→ **Assigned task 1**:
Answer these questions using the blog post about the magazine MUSE:
(a) Whose bronze portrait appeared on the cover of the Premier Issue?
(b) In what year did the Walters Art Gallery change its name?
(c) Which company published Museum Magazine?
→ **Assigned task 2**: Copy out the part of the blog post about the magazine MUSE starting at "Thirty years after" and ending at "magazine has disappeared.", renaming "Walters Museum" as "Walters Art Museum".
→ **Assigned task 3**: Carry on the blog post about the magazine MUSE from its final sentence.

→ **Extracted text**:
Sunday, June 21, 2009

GREAT MAGAZINES THAT NEVER MADE IT. MUSE

MUSE: Exploring the World's Museums 

MUSE is part of my collection of magazines that are long gone and out-of-print. The cover of the Premier Issue of MUSE featured a haunting bronze portrait of Tiberius Claudius Nero Caesar. According to the notes about the cover, the portrait composed of metal fragments was acquired in 1902 by Henry Walters, son of the founder of Baltimore's Walters Art Gallery. In 2000, the Walters Art Gallery changed its name to the Walters Art Museum to reflect its image as a large public institution. The following year, the museum reopened its largest building after a dramatic three-year renovation. 

Thirty years after the defunct Museum Magazine was published by McGraw-Hill (1979), I tried unsuccessfully to find the original cover art at the Walters Museum website. There is a similar head composed of fewer pieces but not the subject of the cover photo. The bronze portrait bust like the magazine has disappeared.

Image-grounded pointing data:
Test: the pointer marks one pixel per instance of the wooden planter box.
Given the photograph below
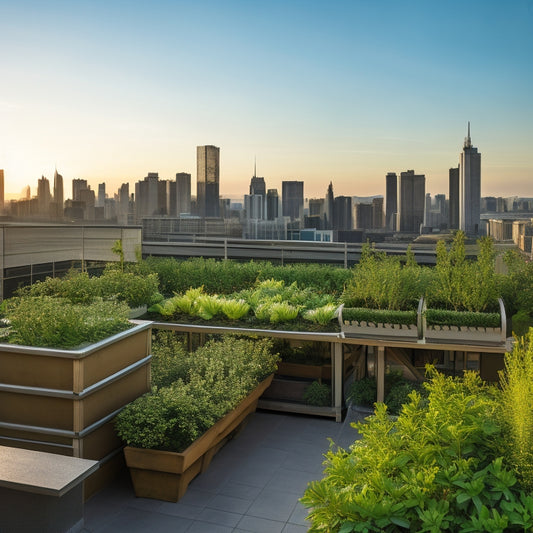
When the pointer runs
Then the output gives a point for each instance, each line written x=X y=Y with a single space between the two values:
x=166 y=475
x=65 y=401
x=373 y=329
x=467 y=334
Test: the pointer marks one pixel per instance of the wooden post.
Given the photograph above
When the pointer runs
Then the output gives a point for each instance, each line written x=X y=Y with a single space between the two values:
x=380 y=373
x=338 y=381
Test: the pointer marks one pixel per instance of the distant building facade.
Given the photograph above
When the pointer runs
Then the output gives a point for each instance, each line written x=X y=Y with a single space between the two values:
x=469 y=188
x=208 y=181
x=411 y=201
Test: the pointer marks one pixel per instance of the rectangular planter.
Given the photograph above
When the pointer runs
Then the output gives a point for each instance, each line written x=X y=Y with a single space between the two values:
x=365 y=329
x=64 y=401
x=164 y=475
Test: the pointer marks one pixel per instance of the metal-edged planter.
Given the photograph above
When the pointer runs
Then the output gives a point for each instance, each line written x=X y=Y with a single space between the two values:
x=64 y=401
x=165 y=475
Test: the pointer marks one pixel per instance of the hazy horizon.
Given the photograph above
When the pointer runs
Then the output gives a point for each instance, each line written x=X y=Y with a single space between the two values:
x=341 y=91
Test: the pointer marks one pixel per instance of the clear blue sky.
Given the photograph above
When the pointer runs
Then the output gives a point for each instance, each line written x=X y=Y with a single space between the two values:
x=319 y=91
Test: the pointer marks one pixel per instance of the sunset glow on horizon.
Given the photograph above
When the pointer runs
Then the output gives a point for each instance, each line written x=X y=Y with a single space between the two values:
x=341 y=91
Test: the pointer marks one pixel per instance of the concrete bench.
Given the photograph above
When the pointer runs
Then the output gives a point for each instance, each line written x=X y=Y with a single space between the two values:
x=41 y=492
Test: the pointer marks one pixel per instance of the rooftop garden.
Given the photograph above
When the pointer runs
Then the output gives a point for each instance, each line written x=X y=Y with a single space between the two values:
x=456 y=458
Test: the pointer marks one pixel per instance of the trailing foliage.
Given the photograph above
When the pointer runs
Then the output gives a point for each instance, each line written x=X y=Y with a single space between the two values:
x=379 y=316
x=114 y=284
x=444 y=317
x=363 y=392
x=517 y=399
x=211 y=382
x=51 y=322
x=384 y=282
x=464 y=285
x=318 y=394
x=226 y=277
x=435 y=468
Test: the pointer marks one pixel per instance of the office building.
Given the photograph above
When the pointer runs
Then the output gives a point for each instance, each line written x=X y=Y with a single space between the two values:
x=377 y=213
x=58 y=195
x=43 y=197
x=391 y=200
x=292 y=199
x=272 y=204
x=208 y=181
x=329 y=206
x=362 y=216
x=183 y=193
x=342 y=213
x=78 y=185
x=469 y=188
x=2 y=199
x=453 y=194
x=411 y=201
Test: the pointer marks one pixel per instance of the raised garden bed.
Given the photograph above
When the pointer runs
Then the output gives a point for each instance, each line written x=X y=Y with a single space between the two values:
x=165 y=475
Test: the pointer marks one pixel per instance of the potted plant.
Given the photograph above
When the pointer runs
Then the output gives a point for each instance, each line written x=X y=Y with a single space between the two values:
x=173 y=432
x=65 y=370
x=382 y=296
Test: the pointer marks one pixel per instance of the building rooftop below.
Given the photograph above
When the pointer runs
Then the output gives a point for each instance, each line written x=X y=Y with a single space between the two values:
x=252 y=485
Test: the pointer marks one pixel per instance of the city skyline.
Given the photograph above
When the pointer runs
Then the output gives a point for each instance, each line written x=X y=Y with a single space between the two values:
x=343 y=92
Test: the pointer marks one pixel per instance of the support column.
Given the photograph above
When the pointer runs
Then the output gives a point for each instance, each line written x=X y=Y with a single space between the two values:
x=338 y=381
x=380 y=373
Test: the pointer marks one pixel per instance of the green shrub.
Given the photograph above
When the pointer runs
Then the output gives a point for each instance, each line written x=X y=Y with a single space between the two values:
x=51 y=322
x=517 y=402
x=235 y=309
x=170 y=360
x=379 y=316
x=211 y=382
x=444 y=317
x=434 y=468
x=318 y=394
x=322 y=315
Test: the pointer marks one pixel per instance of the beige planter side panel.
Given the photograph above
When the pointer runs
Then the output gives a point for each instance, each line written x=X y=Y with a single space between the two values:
x=36 y=371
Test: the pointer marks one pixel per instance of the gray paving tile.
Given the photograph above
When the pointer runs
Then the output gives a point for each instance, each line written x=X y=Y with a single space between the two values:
x=298 y=516
x=273 y=503
x=132 y=520
x=253 y=524
x=207 y=527
x=294 y=528
x=240 y=490
x=221 y=518
x=229 y=504
x=289 y=480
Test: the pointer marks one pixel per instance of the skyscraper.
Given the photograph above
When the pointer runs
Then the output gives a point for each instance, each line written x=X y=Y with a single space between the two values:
x=58 y=195
x=391 y=200
x=183 y=193
x=469 y=187
x=1 y=189
x=411 y=201
x=272 y=204
x=453 y=193
x=207 y=181
x=292 y=199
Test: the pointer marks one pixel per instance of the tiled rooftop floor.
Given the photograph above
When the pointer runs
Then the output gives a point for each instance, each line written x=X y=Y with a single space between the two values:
x=252 y=485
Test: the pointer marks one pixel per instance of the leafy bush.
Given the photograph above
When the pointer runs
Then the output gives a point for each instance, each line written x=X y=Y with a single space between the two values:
x=379 y=316
x=213 y=380
x=51 y=322
x=517 y=400
x=384 y=282
x=464 y=285
x=322 y=315
x=235 y=309
x=444 y=317
x=435 y=468
x=318 y=394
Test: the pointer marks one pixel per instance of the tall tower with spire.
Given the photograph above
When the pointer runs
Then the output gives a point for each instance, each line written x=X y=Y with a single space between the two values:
x=469 y=187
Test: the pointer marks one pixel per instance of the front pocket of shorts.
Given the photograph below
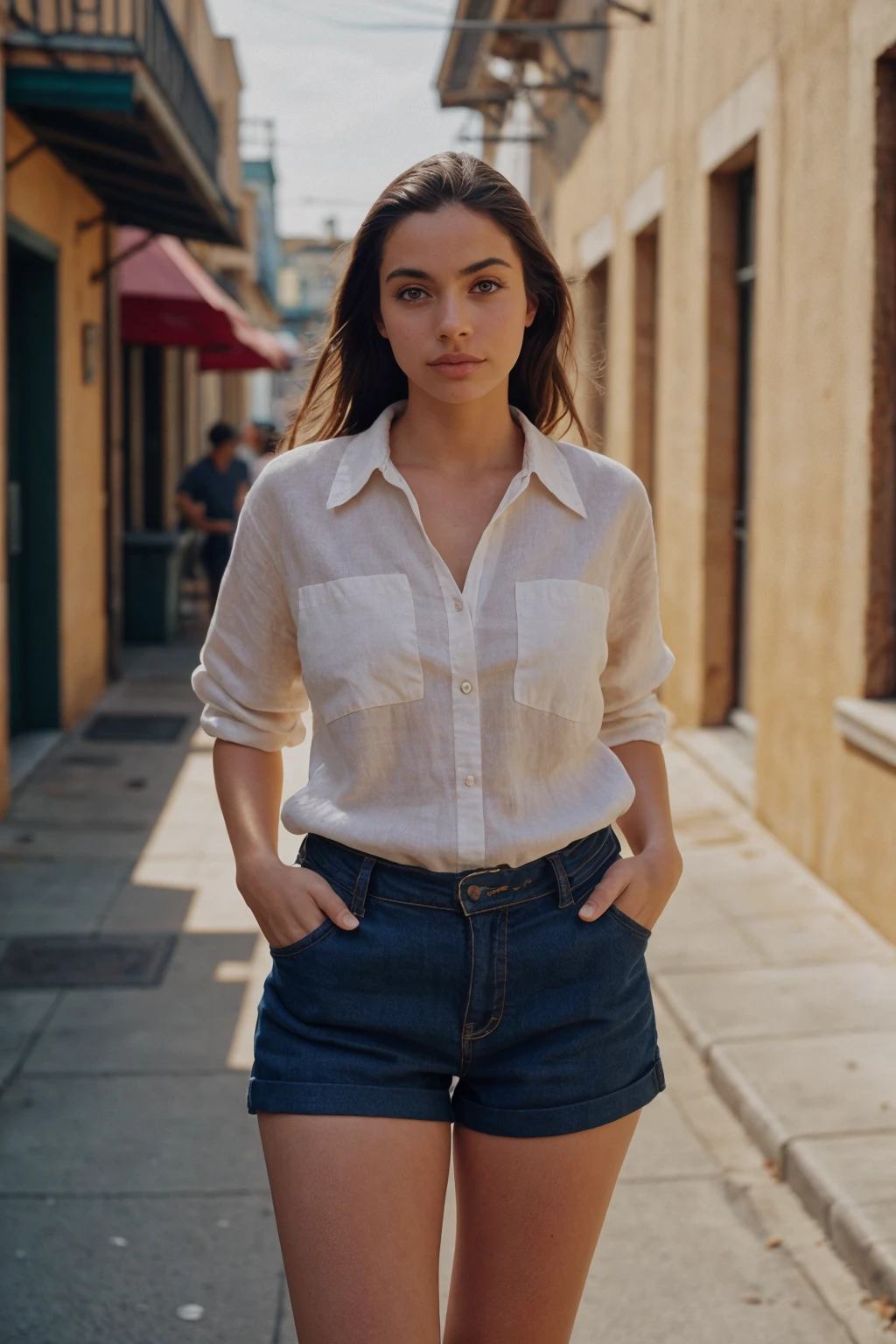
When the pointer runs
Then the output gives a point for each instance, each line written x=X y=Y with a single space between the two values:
x=358 y=644
x=627 y=922
x=562 y=647
x=308 y=941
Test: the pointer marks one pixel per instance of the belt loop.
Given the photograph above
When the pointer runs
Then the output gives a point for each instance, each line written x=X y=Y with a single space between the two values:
x=359 y=895
x=564 y=882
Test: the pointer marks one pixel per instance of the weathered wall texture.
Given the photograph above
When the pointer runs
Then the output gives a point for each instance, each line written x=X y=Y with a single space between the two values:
x=42 y=195
x=790 y=82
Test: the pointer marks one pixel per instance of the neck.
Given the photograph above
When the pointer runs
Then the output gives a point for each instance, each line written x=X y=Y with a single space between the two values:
x=471 y=437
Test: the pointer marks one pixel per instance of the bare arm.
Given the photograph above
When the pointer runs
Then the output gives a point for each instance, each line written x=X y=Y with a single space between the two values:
x=641 y=886
x=288 y=902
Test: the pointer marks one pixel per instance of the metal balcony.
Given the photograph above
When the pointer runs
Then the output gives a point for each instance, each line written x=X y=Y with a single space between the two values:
x=109 y=88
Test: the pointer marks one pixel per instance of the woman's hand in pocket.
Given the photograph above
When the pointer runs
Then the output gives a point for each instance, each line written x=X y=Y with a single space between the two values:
x=640 y=887
x=289 y=902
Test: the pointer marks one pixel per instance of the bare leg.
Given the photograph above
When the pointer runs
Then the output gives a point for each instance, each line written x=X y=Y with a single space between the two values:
x=528 y=1216
x=359 y=1208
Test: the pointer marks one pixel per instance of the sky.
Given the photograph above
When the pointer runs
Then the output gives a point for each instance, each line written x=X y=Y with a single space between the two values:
x=352 y=104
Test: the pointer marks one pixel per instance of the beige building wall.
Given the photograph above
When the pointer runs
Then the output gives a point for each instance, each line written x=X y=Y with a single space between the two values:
x=42 y=195
x=790 y=82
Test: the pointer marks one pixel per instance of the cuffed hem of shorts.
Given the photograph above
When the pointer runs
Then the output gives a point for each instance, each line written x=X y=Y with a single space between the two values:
x=346 y=1100
x=551 y=1121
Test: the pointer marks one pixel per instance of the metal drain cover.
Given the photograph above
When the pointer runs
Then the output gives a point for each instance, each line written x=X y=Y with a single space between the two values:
x=85 y=962
x=136 y=727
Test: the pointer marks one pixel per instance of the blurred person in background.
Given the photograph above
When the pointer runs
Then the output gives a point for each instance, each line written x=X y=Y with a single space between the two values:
x=256 y=449
x=269 y=443
x=210 y=496
x=472 y=611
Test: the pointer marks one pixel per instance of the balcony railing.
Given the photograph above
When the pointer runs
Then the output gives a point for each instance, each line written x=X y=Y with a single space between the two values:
x=138 y=29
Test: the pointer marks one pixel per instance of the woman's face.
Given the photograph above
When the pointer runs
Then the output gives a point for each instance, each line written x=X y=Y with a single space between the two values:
x=453 y=303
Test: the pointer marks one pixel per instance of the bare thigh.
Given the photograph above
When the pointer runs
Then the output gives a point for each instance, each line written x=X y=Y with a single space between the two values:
x=528 y=1216
x=359 y=1206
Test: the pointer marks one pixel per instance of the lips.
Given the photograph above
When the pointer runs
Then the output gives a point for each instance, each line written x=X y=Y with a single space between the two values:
x=456 y=358
x=456 y=365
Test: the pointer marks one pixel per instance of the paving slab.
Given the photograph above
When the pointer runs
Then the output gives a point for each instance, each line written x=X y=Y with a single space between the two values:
x=747 y=889
x=143 y=909
x=865 y=1236
x=22 y=1011
x=825 y=935
x=783 y=1002
x=695 y=933
x=664 y=1146
x=178 y=1027
x=673 y=1265
x=858 y=1168
x=808 y=1086
x=138 y=1135
x=58 y=897
x=66 y=1278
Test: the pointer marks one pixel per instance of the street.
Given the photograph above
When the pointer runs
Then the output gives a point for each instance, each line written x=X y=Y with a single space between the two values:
x=135 y=1205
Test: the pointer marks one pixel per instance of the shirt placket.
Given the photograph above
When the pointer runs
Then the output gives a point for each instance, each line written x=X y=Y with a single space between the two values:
x=461 y=612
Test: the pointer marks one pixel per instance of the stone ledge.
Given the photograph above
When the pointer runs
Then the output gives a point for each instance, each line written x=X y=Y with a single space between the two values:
x=712 y=749
x=870 y=724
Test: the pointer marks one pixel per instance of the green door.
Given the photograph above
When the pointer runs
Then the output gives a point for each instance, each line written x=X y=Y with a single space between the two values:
x=32 y=524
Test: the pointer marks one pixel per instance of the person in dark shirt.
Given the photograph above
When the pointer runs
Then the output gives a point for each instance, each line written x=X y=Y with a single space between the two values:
x=210 y=498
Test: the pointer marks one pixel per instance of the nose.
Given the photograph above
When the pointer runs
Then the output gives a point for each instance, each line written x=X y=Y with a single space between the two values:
x=453 y=318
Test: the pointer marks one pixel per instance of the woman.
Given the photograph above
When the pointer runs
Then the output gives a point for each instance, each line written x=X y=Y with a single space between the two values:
x=472 y=611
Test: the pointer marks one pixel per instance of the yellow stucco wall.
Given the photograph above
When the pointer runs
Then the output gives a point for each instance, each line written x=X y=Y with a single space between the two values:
x=800 y=75
x=42 y=195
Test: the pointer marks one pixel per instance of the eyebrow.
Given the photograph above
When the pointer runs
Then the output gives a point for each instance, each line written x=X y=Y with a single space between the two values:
x=407 y=273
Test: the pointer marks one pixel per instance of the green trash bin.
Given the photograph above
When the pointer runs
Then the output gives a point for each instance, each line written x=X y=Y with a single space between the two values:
x=152 y=584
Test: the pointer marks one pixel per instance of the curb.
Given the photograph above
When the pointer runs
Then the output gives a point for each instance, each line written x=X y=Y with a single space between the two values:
x=846 y=1225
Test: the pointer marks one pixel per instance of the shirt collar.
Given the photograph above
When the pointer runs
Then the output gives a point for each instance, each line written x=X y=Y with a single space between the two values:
x=369 y=452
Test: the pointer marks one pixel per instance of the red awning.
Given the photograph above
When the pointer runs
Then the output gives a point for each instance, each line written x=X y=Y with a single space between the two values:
x=168 y=298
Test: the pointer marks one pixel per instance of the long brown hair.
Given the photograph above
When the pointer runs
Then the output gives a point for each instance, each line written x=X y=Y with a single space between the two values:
x=356 y=375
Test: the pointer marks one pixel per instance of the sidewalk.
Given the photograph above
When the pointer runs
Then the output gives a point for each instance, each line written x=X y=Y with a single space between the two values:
x=130 y=1178
x=790 y=999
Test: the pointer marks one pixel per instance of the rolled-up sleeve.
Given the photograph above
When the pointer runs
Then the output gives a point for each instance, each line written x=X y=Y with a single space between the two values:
x=637 y=659
x=250 y=677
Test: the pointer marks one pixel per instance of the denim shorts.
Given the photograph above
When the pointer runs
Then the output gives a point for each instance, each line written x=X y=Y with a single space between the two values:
x=484 y=977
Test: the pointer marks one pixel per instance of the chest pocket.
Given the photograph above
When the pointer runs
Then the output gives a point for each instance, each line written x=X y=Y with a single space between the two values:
x=358 y=644
x=562 y=647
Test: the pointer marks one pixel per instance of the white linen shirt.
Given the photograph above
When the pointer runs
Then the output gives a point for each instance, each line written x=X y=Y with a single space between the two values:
x=452 y=729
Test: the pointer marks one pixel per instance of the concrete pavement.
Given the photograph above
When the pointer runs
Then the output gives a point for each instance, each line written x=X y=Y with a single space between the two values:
x=790 y=999
x=133 y=1198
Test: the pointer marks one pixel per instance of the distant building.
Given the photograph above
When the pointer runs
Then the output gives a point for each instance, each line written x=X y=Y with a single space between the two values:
x=719 y=186
x=137 y=285
x=309 y=272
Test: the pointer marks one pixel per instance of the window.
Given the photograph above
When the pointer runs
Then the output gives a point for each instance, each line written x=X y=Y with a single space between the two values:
x=732 y=278
x=644 y=425
x=880 y=621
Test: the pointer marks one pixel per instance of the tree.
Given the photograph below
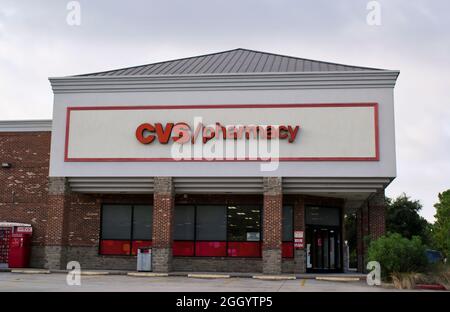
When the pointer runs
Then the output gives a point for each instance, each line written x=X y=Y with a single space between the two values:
x=441 y=228
x=403 y=217
x=398 y=254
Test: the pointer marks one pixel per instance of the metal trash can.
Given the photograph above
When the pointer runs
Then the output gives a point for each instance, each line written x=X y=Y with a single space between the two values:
x=144 y=261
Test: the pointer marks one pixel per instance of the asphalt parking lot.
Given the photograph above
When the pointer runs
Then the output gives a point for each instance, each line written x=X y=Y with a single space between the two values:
x=56 y=282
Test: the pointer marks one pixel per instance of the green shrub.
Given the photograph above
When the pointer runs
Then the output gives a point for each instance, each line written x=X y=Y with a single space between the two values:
x=398 y=254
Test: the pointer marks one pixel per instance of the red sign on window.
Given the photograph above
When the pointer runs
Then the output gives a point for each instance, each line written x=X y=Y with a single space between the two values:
x=298 y=240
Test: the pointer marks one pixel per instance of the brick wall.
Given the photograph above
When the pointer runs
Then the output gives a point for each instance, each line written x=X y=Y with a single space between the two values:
x=371 y=224
x=24 y=186
x=272 y=220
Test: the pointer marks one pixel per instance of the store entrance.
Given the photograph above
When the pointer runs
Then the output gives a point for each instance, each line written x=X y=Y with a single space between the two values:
x=323 y=240
x=323 y=249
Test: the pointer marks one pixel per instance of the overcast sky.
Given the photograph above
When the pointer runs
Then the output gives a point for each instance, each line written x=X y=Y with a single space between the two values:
x=36 y=42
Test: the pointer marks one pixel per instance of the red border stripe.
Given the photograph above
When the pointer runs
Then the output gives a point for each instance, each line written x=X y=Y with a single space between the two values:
x=222 y=106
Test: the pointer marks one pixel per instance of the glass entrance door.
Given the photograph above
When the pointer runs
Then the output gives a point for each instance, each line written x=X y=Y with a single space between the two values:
x=323 y=252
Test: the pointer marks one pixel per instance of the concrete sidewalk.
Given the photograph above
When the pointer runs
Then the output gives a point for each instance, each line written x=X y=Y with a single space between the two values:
x=107 y=283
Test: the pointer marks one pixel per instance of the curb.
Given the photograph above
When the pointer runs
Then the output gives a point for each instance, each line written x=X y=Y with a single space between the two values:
x=93 y=273
x=147 y=274
x=338 y=279
x=208 y=276
x=274 y=277
x=30 y=271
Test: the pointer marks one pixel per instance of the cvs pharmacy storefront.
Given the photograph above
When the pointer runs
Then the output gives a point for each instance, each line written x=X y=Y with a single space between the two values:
x=237 y=161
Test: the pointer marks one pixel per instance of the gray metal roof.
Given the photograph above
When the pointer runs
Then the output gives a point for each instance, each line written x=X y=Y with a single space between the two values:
x=231 y=62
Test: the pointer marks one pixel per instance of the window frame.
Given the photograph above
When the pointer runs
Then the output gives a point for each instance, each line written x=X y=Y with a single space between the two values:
x=285 y=242
x=226 y=241
x=131 y=240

→ **Answer area 1**:
(a) Tiberius Claudius Nero Caesar
(b) 2000
(c) McGraw-Hill

→ **Answer area 2**:
Thirty years after the defunct Museum Magazine was published by McGraw-Hill (1979), I tried unsuccessfully to find the original cover art at the Walters Art Museum website. There is a similar head composed of fewer pieces but not the subject of the cover photo. The bronze portrait bust like the magazine has disappeared.

→ **Answer area 3**:
THE EDITOR
Otto Fuerbringer was the Editor of this one-and-only issue of MUSE. According to the New York Times obituary (7/30/2008), "He (had been) a hard-driving, conservative-leaning managing editor of Time magazine during the political and social upheavals of the 1960s" and "brought a vibrancy, and a degree of controversy, to what had long been a rather taut, tartly written publication". Fuerbringer was noted for "Time’s lead story on April 8, 1966, (it) had no portrait on the cover, just a bold-red headline on a black background that asked, “Is God Dead?...The article set off a backlash by religious conservatives."

In the Editor's letter for MUSE, Fuerbringer said, " Museums are a part of almost everyone's experience. Museum-going is learning and enjoyment, intellectual refreshment and emotional release. It stirs curiosity and enlarges one's vision."

"By founding Muse magazine we hope to keep enlarging the museum experience. We will convey the excitement of current shows and the richness of permanent treasures. we will describe, judge and (when justified) exclaim! The world's museums are our province, and we will help our readers discover them." 

GREAT MAGAZINES THAT NEVER MADE IT. MUSE (2)

MUSE: Exploring the World's Museums (Part 2)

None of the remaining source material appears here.